Records to use:
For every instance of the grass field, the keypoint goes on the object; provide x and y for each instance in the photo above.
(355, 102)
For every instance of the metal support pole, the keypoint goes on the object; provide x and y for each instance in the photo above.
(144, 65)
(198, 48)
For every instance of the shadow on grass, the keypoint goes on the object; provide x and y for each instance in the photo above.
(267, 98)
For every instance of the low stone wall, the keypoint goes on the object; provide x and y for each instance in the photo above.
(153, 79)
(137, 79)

--

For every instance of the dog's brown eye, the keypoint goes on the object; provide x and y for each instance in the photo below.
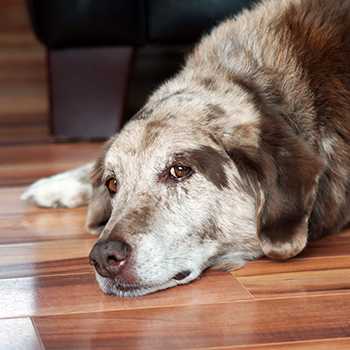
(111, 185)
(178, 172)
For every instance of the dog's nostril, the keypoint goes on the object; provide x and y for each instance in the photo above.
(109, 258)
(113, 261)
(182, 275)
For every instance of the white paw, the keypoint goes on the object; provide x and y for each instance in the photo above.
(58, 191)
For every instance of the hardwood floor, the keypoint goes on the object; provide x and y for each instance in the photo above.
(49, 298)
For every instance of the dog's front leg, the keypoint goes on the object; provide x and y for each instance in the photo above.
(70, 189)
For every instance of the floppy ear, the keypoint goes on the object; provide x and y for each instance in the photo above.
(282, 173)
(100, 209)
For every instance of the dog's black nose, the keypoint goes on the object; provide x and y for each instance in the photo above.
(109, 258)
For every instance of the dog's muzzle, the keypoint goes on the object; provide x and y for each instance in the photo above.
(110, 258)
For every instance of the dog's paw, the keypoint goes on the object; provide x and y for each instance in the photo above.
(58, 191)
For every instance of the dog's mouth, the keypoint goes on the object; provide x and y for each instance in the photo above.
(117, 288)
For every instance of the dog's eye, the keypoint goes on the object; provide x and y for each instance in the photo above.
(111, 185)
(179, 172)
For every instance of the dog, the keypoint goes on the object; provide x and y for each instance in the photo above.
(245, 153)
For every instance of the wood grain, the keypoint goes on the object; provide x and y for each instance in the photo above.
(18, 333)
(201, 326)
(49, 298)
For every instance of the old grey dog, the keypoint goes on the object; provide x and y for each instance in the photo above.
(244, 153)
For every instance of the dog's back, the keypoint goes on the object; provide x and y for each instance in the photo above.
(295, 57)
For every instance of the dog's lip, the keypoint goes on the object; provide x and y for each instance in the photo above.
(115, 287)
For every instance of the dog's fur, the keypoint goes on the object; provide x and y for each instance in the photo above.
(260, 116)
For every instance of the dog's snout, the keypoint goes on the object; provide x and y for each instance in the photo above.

---

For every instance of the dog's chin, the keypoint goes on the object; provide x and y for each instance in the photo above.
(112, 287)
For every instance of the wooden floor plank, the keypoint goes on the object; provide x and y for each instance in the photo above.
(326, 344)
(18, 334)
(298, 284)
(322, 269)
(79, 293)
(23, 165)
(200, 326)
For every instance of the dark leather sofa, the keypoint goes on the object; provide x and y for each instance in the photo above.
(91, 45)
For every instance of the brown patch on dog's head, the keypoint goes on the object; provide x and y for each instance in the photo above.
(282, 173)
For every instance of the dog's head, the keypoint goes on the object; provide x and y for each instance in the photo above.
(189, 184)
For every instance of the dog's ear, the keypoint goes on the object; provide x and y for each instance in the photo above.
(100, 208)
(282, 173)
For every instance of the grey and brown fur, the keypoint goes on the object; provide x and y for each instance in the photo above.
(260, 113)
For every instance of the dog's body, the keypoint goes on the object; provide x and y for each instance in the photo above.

Task item:
From the entries above, restate word for word the lines from the line containing "For every instance of the old" to the line containing "For every instance of the dog's snout, the", both ends included, and nothing more.

Answer to this problem:
For every instance of the old grey dog, the keypoint goes on the object; provide x and y for each instance in the photo above.
(244, 153)
For every instance of the dog's back, the keypoint goes on the object; provide x and y for each instance in the photo above.
(295, 57)
For every instance of the dog's lip, the keypoint goes on the object; provide x and y for each instance in the photo above.
(115, 287)
For every instance of the dog's fur, the keypoint goes on the object; provide x and y for each instance in the photo above.
(260, 116)
For every instance of the dog's snout, the keypoint goes on the object; provide x and y for each instance in the photo above.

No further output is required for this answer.